Start of Input for this task

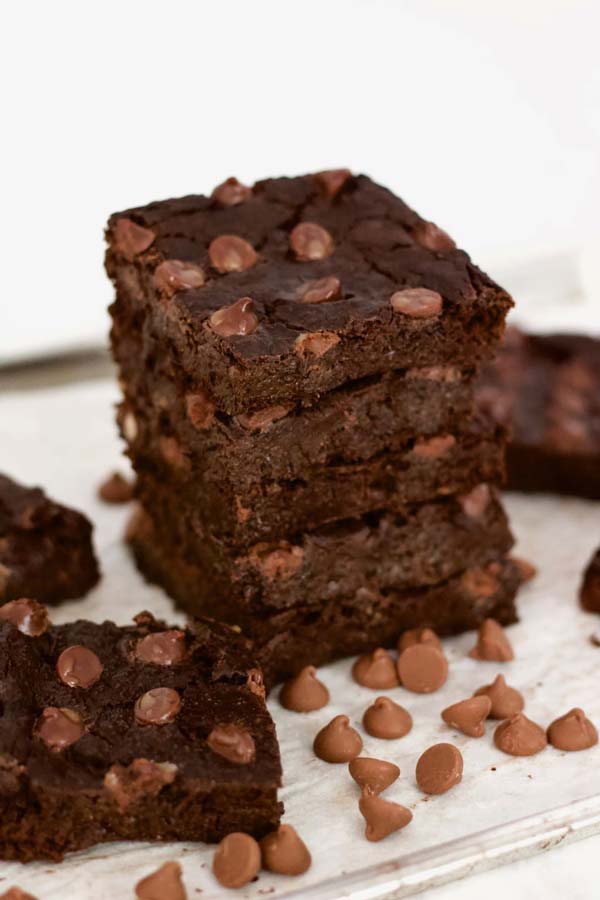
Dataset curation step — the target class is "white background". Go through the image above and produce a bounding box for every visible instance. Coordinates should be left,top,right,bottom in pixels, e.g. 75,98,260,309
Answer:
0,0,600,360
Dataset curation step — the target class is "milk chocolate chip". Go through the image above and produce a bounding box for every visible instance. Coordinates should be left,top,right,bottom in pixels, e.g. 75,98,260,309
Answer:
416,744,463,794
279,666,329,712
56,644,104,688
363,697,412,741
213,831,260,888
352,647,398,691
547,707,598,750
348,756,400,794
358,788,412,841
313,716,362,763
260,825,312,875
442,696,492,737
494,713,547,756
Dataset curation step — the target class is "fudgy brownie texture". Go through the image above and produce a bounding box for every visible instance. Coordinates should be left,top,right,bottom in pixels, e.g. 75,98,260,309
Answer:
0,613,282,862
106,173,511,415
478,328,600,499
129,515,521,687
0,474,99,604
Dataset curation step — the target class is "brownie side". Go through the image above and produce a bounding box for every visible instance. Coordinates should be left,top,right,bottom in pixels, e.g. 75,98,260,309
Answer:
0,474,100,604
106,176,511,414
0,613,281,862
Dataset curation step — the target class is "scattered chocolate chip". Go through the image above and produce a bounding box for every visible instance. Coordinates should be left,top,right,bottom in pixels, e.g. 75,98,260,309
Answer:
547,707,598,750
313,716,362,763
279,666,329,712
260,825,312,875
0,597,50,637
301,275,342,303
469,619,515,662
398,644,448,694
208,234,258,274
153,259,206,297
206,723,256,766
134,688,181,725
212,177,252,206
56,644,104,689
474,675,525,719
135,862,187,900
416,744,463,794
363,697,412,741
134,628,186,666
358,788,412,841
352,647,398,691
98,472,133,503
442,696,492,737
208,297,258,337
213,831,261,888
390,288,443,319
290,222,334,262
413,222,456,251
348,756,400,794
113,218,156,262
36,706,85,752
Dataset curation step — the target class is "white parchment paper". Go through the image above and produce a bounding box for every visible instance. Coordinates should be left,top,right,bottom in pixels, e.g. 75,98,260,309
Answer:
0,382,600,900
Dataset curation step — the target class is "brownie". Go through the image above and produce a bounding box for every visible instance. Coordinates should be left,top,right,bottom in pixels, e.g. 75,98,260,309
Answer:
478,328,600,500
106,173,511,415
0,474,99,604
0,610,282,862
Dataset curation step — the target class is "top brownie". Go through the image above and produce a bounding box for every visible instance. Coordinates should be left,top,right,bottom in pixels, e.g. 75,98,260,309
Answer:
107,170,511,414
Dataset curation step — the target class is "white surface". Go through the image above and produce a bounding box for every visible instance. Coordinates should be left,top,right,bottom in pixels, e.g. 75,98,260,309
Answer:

End of Input for this task
Start of Input for this task

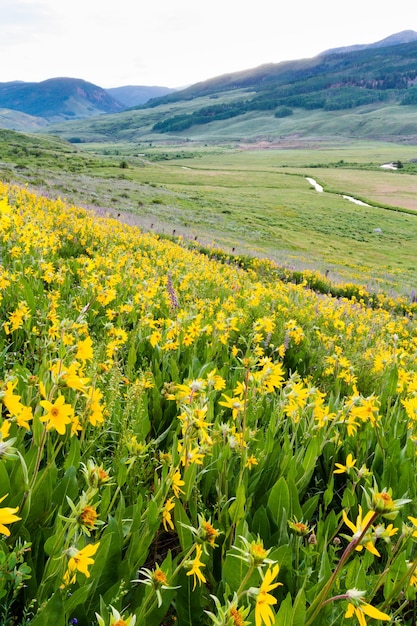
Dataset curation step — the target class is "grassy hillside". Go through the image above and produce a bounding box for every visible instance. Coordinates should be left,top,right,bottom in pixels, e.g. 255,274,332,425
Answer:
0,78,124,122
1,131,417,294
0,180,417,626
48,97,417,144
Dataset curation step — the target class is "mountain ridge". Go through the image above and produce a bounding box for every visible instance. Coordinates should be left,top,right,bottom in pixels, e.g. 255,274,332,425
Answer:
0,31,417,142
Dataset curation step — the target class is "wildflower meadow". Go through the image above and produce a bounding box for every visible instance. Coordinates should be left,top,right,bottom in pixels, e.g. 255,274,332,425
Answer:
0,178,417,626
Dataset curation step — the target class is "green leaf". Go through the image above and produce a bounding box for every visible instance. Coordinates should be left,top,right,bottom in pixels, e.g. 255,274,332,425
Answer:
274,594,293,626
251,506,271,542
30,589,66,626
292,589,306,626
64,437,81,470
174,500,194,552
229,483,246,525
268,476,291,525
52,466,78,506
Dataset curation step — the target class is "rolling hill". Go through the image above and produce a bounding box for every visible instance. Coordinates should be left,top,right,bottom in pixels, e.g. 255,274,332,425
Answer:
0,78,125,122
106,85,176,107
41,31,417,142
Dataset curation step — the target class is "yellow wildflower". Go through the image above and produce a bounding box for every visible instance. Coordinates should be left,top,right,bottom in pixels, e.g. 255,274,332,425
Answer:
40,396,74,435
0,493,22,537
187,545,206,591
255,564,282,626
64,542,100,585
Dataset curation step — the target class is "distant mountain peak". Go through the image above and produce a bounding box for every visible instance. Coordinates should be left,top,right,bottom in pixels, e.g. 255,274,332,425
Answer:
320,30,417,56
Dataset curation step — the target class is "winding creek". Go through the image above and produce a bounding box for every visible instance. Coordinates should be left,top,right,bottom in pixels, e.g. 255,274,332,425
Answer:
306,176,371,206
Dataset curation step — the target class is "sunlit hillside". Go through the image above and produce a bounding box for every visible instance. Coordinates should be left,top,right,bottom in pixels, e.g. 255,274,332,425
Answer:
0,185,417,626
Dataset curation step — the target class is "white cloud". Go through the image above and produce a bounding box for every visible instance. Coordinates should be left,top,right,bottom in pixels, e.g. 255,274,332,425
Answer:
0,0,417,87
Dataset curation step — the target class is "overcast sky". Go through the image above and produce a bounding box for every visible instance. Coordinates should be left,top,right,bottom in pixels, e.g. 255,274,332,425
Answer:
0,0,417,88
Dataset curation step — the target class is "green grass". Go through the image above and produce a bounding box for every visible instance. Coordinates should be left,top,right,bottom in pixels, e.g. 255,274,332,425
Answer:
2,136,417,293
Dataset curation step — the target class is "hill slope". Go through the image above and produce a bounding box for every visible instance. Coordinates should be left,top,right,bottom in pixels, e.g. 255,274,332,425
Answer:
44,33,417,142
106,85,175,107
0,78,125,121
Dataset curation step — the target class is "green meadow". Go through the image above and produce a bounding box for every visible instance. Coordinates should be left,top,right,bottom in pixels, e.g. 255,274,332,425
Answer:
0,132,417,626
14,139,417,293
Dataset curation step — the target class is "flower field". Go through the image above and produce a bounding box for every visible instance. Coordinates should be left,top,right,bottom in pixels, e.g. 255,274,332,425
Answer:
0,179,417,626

End of Input for this task
Start of Input for this task

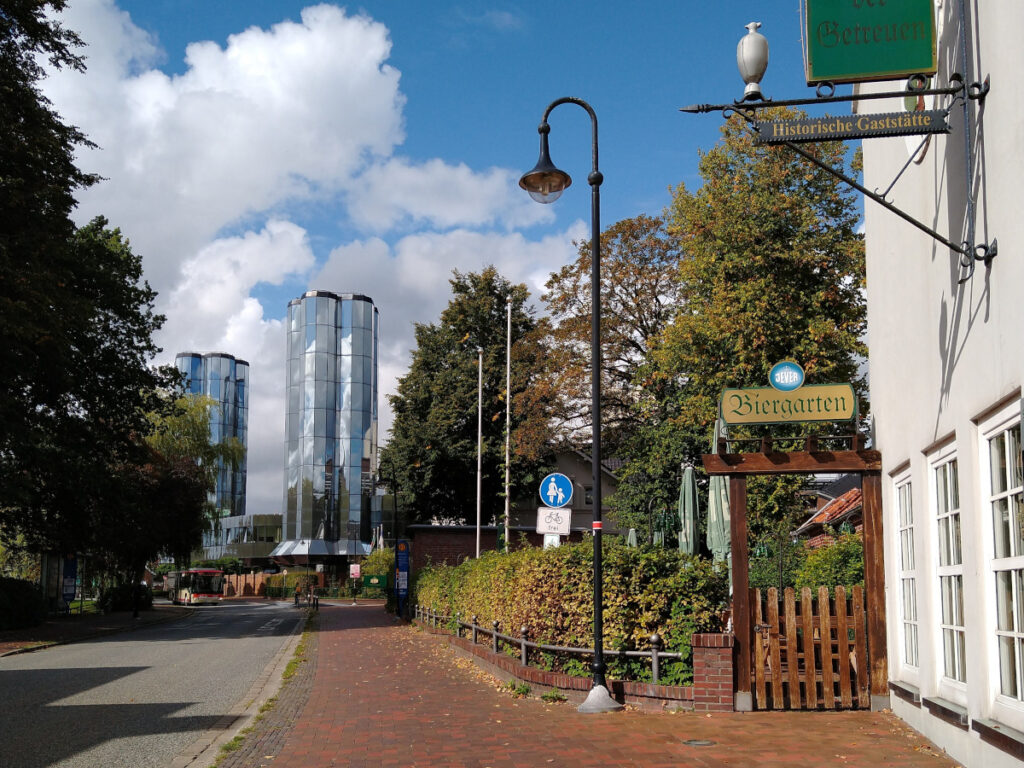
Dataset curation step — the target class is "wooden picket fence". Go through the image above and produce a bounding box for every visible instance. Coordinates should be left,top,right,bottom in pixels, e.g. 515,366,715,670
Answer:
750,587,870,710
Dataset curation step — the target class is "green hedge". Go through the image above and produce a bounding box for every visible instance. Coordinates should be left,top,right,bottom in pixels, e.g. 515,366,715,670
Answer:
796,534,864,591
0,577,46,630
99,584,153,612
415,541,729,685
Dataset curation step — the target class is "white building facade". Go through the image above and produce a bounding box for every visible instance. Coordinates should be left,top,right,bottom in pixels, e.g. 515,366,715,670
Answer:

End of Input for this task

- **Description of the task**
Copy every line of the entries above that contains the word "sunlit". Case counts.

- **Full answer**
Dataset curation step — the target class is "sunlit hillside". Go through the image above and produce a bounding box for every visible instance. Coordinates should be left,top,right,bottom in pixels, e.g. 255,274,332,425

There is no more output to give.